[Photo-based referring expression data]
- Opening Delimiter -
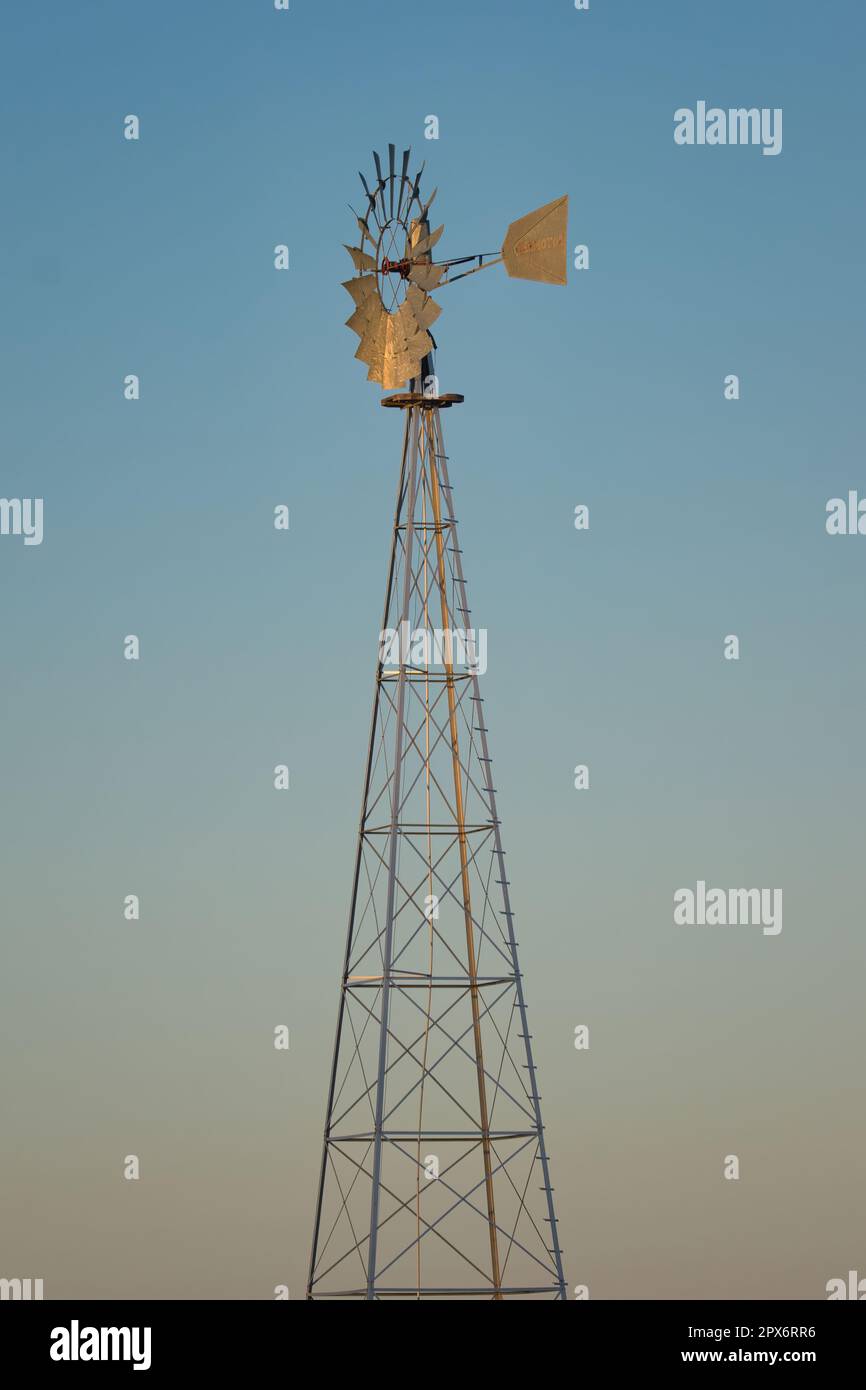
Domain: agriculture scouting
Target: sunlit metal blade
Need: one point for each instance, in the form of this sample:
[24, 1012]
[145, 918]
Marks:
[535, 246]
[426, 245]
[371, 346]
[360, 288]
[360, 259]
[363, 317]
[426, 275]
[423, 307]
- Closing Delimiter -
- Opening Delimiter -
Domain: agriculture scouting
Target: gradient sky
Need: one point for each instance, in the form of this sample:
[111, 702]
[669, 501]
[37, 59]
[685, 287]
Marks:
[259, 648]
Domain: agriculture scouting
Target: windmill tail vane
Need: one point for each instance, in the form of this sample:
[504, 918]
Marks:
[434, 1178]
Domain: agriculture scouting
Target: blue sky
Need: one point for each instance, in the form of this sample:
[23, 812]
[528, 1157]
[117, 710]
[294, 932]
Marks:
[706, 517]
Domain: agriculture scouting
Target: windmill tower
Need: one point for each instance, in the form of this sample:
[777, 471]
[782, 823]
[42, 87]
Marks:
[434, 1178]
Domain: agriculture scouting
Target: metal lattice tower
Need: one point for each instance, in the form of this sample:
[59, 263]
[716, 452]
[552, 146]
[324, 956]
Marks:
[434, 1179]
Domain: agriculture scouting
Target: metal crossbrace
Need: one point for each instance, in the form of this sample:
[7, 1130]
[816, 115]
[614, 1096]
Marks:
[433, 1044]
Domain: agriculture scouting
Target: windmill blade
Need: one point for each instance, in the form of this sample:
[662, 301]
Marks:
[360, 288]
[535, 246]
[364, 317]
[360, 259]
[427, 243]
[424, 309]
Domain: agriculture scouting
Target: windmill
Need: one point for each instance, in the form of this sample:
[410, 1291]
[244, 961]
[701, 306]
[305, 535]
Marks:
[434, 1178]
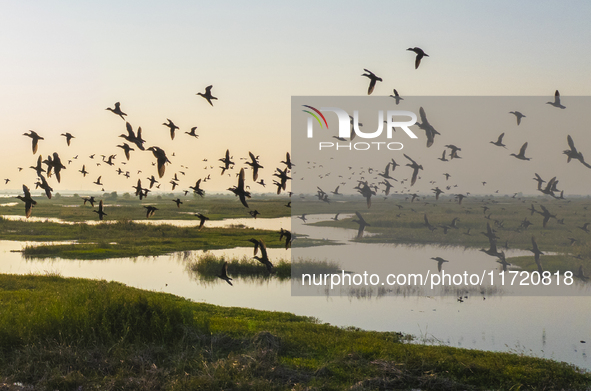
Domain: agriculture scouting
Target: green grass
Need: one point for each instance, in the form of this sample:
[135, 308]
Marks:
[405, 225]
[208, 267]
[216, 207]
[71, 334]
- Closing Delimiter -
- Opening Delimiter -
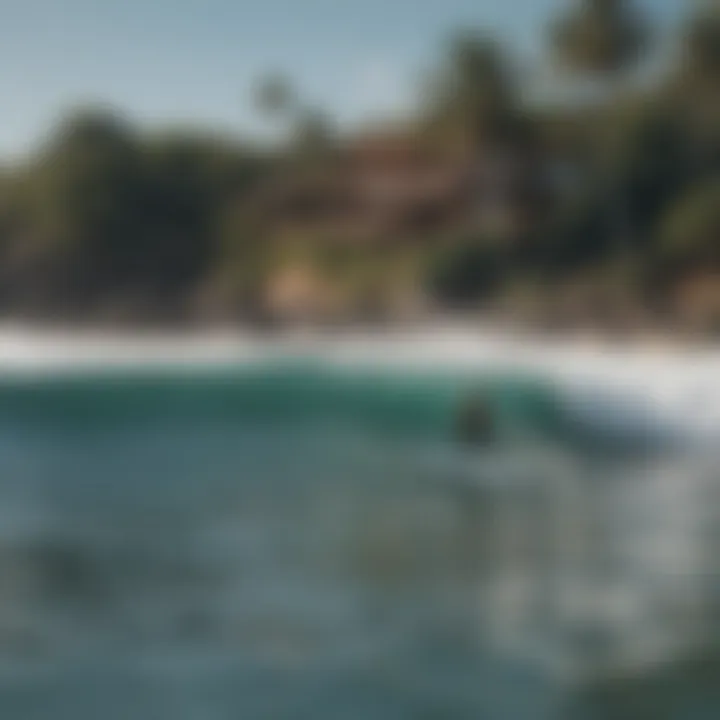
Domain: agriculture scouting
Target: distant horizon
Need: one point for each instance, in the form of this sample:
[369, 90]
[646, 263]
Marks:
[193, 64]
- Closing Delimiter -
The task: Please go over the data above and copy each line with "tower" in it.

Answer for the task:
Target: windmill tower
Target: metal lattice tower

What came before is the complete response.